[Work required] Reproduce word for word the lines of the listing from the first one through the one with "positive clicks: (42, 253) (35, 236)", omitting every picture.
(Input)
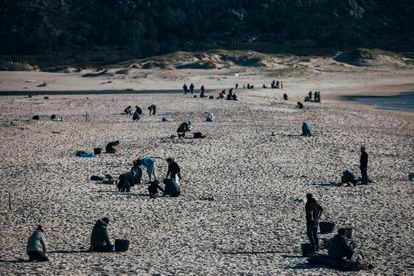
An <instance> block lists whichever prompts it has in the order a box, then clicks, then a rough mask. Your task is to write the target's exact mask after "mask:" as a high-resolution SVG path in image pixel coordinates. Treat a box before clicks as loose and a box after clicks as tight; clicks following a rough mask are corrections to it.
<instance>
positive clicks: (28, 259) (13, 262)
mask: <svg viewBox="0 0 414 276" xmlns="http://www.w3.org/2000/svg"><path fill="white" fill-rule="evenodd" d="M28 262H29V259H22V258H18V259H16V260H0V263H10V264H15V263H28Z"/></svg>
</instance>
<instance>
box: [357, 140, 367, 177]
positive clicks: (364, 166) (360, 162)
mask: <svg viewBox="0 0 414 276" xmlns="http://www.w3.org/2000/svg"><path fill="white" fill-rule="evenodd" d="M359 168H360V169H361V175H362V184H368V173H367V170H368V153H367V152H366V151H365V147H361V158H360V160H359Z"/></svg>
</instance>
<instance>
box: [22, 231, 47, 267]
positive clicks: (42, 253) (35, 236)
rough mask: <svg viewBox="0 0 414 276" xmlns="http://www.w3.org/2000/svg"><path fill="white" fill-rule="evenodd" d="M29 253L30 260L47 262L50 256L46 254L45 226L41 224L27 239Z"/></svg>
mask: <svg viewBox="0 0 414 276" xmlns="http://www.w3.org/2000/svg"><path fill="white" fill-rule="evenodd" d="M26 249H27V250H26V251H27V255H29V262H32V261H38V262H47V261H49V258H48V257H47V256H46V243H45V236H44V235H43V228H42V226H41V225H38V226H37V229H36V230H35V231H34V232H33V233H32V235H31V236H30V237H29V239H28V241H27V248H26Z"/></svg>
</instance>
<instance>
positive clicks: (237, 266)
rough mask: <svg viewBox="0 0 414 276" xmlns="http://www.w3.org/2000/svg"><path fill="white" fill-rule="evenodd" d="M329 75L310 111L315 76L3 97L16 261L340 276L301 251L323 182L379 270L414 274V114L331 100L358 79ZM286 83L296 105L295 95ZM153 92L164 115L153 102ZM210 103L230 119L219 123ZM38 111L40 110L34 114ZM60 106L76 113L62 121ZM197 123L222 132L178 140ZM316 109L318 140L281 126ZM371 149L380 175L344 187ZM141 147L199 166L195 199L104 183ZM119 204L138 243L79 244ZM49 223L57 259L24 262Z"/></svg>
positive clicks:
(End Input)
[Answer]
An <instance> block lists whichever prompts it has in the order a box, then clicks, then a rough mask. Your task is to write the target's exact mask after "mask:" as a high-resolution SVG path in image pixel coordinates. Treat a box before clicks as loose and a box after clicks as tight; clicks following a rough mask are corrections to it.
<instance>
positive clicks: (28, 259) (13, 262)
mask: <svg viewBox="0 0 414 276" xmlns="http://www.w3.org/2000/svg"><path fill="white" fill-rule="evenodd" d="M28 262H29V259H22V258H18V259H16V260H0V263H10V264H15V263H28Z"/></svg>
</instance>
<instance>
box: [357, 140, 367, 177]
positive clicks: (364, 166) (360, 162)
mask: <svg viewBox="0 0 414 276" xmlns="http://www.w3.org/2000/svg"><path fill="white" fill-rule="evenodd" d="M359 168H360V169H361V175H362V184H368V173H367V170H368V153H367V152H366V151H365V147H361V158H360V160H359Z"/></svg>
</instance>
<instance>
box: [22, 231, 47, 267]
positive clicks: (42, 253) (35, 236)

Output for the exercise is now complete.